= Source document =
▬▬▬

Experiment 1.2 — Custom Lance index plugin from outside the lance crate

Ticket: MR-925 §1.2 (validates MR-737 §5.4, §5.5). Prototype: validation-prototypes/custom-lance-index/ (long-lived branch). Substrate pin: Lance 4.0.1 (matched by cargo to 4.0.0 spec). Lance 4.0.1 internally pulls roaring 0.11 and prost-types 0.14; the workspace deps were lifted to match. Date: 2026-05-12.


Hypothesis

A graph engine running on top of Lance can ship a custom index type (e.g. a neighbor-set adjacency index) from a third-party crate, by:

  1. constructing an IndexMetadata row with a custom index_details: Any,
  2. committing it via the transaction API (Operation::CreateIndex),
  3. having Lance round-trip it through the manifest unchanged, and
  4. having the Lance scanner dispatch filter pushdown to our plugin.

§5.4 of MR-737 currently leaves (4) as an open question — this experiment turns the answer into evidence.

Method

custom-lance-index/ builds a tiny Lance dataset ((key: UInt64, payload: Utf8), 1000 rows in fragment 0), then runs five probes against the public surface of lance = 4.0.1:

Probe What is exercised
P1 Construct + commit Build an IndexMetadata with a custom index_details.type_url = "omnigraph.v0.NeighborIndexDetails" and commit it with Dataset::commit(..., Operation::CreateIndex { new_indices, removed_indices }, ...).
P2 Load round-trip Reopen the dataset and call DatasetIndexExt::load_indices(). Verify the index survives Lance's retain_supported_indices() filter and its index_details survives bit-for-bit.
P3 Append coverage Call Dataset::append(...), then re-load indices. Verify the fragment_bitmap is not auto-updated to cover the new fragment — i.e. coverage is the plugin's responsibility, not Lance's.
P4 Scan filter Run a Dataset::scan().filter("key = 42") and observe whether Lance attempts to open our plugin. With the plugin registry closed (see below), expect a full-scan fallback rather than an opt-in dispatch.
P5 Compact (Rewrite) Call compact_files(...) and observe whether the index survives the Rewrite operation and whether the fragment_bitmap is remapped.

Output (release-mode run, single execution):

--------------------------------------- custom-lance-index compatibility matrix ----------------------------------------
probe                            outcome        notes
------------------------------------------------------------------------------------------------------------------------
P1 construct+commit              OK             Operation::CreateIndex accepted custom type_url; commit v2
P2 load_indices (round-trip)     OK             type_url='omnigraph.v0.NeighborIndexDetails' fragment_bitmap.len=1 survives retain_supported_indices
P3 append-row coverage           STALE_AS_EXPECTED fragment_bitmap=[0] (expected [0]); new fragments not auto-covered
P4 scan with filter on indexed col FULL_SCAN_FALLBACK rows=1 (expected 1); SCALAR_INDEX_PLUGIN_REGISTRY refuses unknown type_url so scanner falls back to full scan
P5 compact_files (Rewrite)       STALE_BITMAP   before=1 indices; after=1 indices; rewritten files=0; new fragments=[0, 1]; idx.fragment_bitmap=[0]

Findings

F1. The transaction surface is open.

▬▬▬

= Material supplied =
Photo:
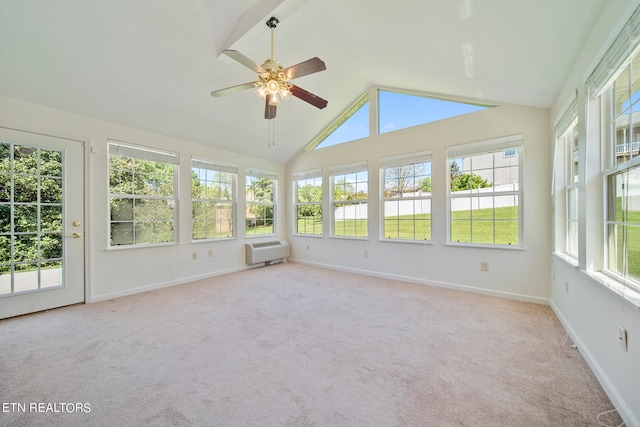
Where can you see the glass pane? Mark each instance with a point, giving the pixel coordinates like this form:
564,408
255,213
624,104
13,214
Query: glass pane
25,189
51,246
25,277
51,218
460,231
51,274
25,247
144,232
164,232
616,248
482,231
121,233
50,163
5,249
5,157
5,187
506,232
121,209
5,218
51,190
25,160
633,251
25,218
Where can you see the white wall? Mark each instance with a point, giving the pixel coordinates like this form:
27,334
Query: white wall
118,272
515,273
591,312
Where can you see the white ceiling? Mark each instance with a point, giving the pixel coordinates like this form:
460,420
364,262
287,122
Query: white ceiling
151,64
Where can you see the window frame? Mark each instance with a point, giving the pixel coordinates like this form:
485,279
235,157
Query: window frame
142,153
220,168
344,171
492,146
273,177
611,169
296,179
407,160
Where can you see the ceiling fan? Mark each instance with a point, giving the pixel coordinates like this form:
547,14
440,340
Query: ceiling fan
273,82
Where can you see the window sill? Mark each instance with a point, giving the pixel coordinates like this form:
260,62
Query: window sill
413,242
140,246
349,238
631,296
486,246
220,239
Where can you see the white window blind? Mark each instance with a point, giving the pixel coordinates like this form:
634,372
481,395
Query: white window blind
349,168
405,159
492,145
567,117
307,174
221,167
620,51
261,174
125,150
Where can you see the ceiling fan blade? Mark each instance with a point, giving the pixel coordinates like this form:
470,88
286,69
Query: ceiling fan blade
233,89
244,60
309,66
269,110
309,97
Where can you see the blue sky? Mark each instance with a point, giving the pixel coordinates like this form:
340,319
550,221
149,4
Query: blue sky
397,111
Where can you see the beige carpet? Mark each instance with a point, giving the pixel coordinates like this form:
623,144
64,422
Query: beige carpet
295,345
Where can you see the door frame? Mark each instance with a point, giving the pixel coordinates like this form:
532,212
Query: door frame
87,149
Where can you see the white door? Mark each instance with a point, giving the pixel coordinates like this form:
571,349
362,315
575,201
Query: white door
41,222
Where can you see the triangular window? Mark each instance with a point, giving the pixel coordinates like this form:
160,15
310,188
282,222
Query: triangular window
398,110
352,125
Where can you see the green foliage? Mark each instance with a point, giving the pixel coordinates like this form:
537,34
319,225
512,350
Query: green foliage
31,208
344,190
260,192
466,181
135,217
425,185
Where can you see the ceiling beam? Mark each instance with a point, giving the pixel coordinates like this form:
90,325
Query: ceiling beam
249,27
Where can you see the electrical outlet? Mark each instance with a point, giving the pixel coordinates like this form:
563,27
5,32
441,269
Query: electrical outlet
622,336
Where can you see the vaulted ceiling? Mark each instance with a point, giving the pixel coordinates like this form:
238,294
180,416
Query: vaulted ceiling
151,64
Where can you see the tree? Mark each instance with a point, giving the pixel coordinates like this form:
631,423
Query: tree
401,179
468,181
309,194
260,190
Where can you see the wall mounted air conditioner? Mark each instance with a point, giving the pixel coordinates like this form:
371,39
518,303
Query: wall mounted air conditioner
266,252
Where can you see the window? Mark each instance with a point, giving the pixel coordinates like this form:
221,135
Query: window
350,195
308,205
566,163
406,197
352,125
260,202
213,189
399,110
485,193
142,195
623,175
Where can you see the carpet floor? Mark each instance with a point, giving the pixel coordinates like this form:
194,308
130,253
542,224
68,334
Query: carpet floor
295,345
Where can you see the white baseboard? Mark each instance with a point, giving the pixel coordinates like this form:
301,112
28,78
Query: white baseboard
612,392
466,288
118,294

▬▬▬

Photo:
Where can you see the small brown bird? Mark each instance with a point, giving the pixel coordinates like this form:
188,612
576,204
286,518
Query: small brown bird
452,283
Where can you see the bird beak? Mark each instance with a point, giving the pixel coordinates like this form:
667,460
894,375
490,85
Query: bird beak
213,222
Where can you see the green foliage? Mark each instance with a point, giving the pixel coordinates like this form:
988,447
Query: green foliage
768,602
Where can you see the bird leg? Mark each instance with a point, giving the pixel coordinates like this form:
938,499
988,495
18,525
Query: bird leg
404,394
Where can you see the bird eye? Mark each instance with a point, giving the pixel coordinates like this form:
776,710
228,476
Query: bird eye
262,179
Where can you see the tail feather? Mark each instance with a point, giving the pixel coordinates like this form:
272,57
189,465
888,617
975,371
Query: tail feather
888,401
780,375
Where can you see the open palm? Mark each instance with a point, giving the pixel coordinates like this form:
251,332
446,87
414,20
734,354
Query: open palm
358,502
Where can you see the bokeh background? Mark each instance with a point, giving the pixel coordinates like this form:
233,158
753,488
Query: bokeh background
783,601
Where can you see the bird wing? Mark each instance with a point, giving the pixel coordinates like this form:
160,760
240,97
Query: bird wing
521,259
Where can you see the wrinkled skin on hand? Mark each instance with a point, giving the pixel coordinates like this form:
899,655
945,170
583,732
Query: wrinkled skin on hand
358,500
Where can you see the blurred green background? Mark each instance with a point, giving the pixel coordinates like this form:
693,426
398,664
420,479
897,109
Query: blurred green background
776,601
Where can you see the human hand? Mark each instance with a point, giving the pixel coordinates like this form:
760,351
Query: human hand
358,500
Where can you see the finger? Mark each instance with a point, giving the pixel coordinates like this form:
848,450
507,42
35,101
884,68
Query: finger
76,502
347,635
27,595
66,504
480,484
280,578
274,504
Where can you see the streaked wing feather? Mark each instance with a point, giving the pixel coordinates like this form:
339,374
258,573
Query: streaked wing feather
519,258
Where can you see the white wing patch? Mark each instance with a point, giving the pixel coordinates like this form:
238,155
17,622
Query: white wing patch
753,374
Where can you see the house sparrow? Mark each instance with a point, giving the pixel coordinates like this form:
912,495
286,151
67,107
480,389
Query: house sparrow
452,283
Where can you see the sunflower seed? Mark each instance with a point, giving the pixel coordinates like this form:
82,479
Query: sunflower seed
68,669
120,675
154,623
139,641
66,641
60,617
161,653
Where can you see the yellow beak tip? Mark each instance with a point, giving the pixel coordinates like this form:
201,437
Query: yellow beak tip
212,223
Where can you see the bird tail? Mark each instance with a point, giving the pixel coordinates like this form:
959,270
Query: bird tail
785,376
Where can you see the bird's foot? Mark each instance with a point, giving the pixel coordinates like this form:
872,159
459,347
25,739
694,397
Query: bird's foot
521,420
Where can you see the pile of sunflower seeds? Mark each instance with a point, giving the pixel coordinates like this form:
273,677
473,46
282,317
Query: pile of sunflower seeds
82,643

▬▬▬

= Given request A =
Answer these questions from the Lance index experiment write-up:
(i) Which Lance version is the substrate pinned to?
(ii) How many rows does the prototype's dataset hold in fragment 0?
(iii) What outcome does the output record for the append-row coverage probe?
= Given request B =
Supply the next part of the Lance index experiment write-up, starting after its last sentence.
The material plays no part in this work.

= Exercise result A =
(i) Lance 4.0.1
(ii) 1000 rows
(iii) STALE_AS_EXPECTED

= Exercise result B =
Dataset::commit(uri, Operation::CreateIndex { new_indices: vec![idx], removed_indices: vec![] }, ...) is a fully public API. IndexMetadata is a pub struct in lance-table::format with every field public, including index_details: Option<Arc<prost_types::Any>>, fragment_bitmap: Option<RoaringBitmap>, index_version: i32, fields: Vec<i32>. We can construct it with any type_url and value: Vec<u8> we want.

F2. The retention filter does not block unknown type_urls.

lance/src/index.rs::retain_supported_indices defends against version skew, not against unknown plugins. Its core check is:

let max_supported_version = idx
    .index_details
    .as_ref()
    .map(|details| {
        IndexDetails(details.clone())
            .index_version()
            // If we don't know how to read the index, it isn't supported
            .unwrap_or(i32::MAX as u32)
    })
    .unwrap_or_default();
let is_valid = idx.index_version <= max_supported_version as i32;

When index_details.type_url is unknown to the static SCALAR_INDEX_PLUGIN_REGISTRY, index_version() returns Err, the .unwrap_or(i32::MAX as u32) triggers, and the index is retained. Our P2 outcome confirms this — the comment-vs-code mismatch ("If we don't know how to read the index, it isn't supported") is misleading; the actual behavior is that unknown indices are kept in the manifest. Good for our purposes (we want our custom index to round-trip cleanly), but worth filing upstream as a comment/behavior fix.

F3. The plugin registry is closed. HARD BLOCKER for §5.4.

lance/src/index/scalar.rs:223 (4.0.1):

// TODO: Allow users to register their own plugins
static SCALAR_INDEX_PLUGIN_REGISTRY: LazyLock<Arc<IndexPluginRegistry>> =
    LazyLock::new(IndexPluginRegistry::with_default_plugins);
  • The static is module-private (no pub).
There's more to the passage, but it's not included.